## [Texte source]
+---+
Analyse. Les champions du monde springboks jouent-ils encore comme en 2019 ?
Chelsin Kolbe et son petit gabarit symbolisent l'évolution du rugby sud-africain. Crédit image : Screenshot Youtube WorldRugby
Entre la finale de la Coupe du monde 2019 et le choc face à la France en octobre dernier, le jeu de l'Afrique du Sud a-t-il changé ? On a tenté d'y voir plus clair.

Les Springboks sont champions du monde en titre et pourtant, ils ne semblent pas être systématiquement considérés parmi les favoris de la coupe du monde en France. La faute peut-être à un jeu trop stéréotypé : certains observateurs estiment que si une équipe parvient à tenir tête aux Sud-Africains dans le combat, la partie est pliée. Mais l'Afrique du Sud est-elle encore aujourd'hui une nation qui s'appuie uniquement sur sa supériorité physique et sur la qualité de ses buteurs ? Analysons le comportement des Boks lors de situations similaires au cours de deux matchs distincts : la finale de Coupe du Monde 2019 face à l'Angleterre et le duel face au XV de France lors de l'Autumn Nations Series 2022. Cette démarche permet de mettre en lumière certains changements dans la tactique mise en place par les Boks.

La passe au pied

En octobre 2022, face au XV de France, les Sud-Africains récupèrent un ballon dans une lutte aérienne. La ligne défensive française est bien en place. Willie le Roux prend l'initiative de jouer ce ballon en trouvant l'espace libre dans le dos de Damian Penaud. Heureusement pour les Bleus, Mapimpi ne contrôle pas le ballon et commet un en-avant. Dans une situation identique, quelques années plus tôt, le choix n'aurait pas été le même...


En finale, les Springboks récupèrent le ballon dans un ruck et évoluent dans une situation semblable à celle vue précédemment.
+---+
## [Jeu de données]
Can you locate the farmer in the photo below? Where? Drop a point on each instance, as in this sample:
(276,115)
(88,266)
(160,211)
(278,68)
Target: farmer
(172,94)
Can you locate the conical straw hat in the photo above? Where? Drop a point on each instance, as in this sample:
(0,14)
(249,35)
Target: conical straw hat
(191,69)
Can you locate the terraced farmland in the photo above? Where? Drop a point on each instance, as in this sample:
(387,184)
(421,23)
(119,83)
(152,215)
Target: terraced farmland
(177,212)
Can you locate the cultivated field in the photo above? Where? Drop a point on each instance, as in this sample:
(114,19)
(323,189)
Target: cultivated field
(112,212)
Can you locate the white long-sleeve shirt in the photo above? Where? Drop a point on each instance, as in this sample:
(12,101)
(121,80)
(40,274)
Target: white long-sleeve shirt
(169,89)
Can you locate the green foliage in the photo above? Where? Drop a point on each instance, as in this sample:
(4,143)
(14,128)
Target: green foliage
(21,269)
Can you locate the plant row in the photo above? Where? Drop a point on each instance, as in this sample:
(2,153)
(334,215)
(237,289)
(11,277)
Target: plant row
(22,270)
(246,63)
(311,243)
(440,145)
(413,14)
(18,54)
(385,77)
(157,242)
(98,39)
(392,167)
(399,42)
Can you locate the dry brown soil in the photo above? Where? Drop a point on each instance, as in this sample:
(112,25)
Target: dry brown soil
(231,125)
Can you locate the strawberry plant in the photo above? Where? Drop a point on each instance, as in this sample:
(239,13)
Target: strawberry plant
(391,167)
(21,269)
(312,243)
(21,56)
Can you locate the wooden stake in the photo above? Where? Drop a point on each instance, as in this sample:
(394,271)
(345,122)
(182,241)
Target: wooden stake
+---+
## [Vos tâches]
**A.** Dites si chacune des affirmations suivantes est conforme à l'article sur le jeu des Springboks, en répondant par oui ou par non et en citant les mots du texte qui tranchent : (i) l'analyse compare la finale de 2019 contre l'Angleterre à un match contre la France en 2022 ; (ii) après le coup de pied de Willie le Roux, Mapimpi contrôle le ballon ; (iii) les Springboks sont systématiquement rangés parmi les favoris de la coupe du monde en France.
**B.** Recopiez le passage de l'article sur le jeu des Springboks situé entre « Chelsin Kolbe et » et « voir plus clair. », bornes incluses.
**C.** Rédigez la suite de l'article sur l'évolution du jeu des Springboks, à partir de sa dernière phrase.

## [Réponses dans l'ordre]
**A.**
(i) Oui : « la finale de Coupe du Monde 2019 face à l'Angleterre et le duel face au XV de France lors de l'Autumn Nations Series 2022 ».
(ii) Non : « Mapimpi ne contrôle pas le ballon et commet un en-avant ».
(iii) Non : « ils ne semblent pas être systématiquement considérés parmi les favoris de la coupe du monde en France ».

**B.**
Chelsin Kolbe et son petit gabarit symbolisent l'évolution du rugby sud-africain. Crédit image : Screenshot Youtube WorldRugby
Entre la finale de la Coupe du monde 2019 et le choc face à la France en octobre dernier, le jeu de l'Afrique du Sud a-t-il changé ? On a tenté d'y voir plus clair.

**C.**
 L'ailier opposé se retrouve une nouvelle fois démarqué et la passe au pied semble possible. Pourtant, Handré Pollard décide de dégager le plus loin possible devant, directement dans les bras d'Owen Farrell qui peut relancer et à nouveau mettre la pression sur les Sud-Africains. La passe au pied n'a jamais été utilisée par les Boks en finale de coupe du monde 2019. Elle est toutefois aujourd'hui devenue une vraie option.


Retour au Vélodrome face au XV de France. Cette fois, c'est dans le jeu courant que Le Roux décide de tenter une passe au pied pour contrer la montée inversée de la défense française qui coupe les extérieurs. Le choix est judicieux et permet de trouver l'espace libre. Il faut un bon retour de Penaud et une maladresse de Kriel pour stopper cette action.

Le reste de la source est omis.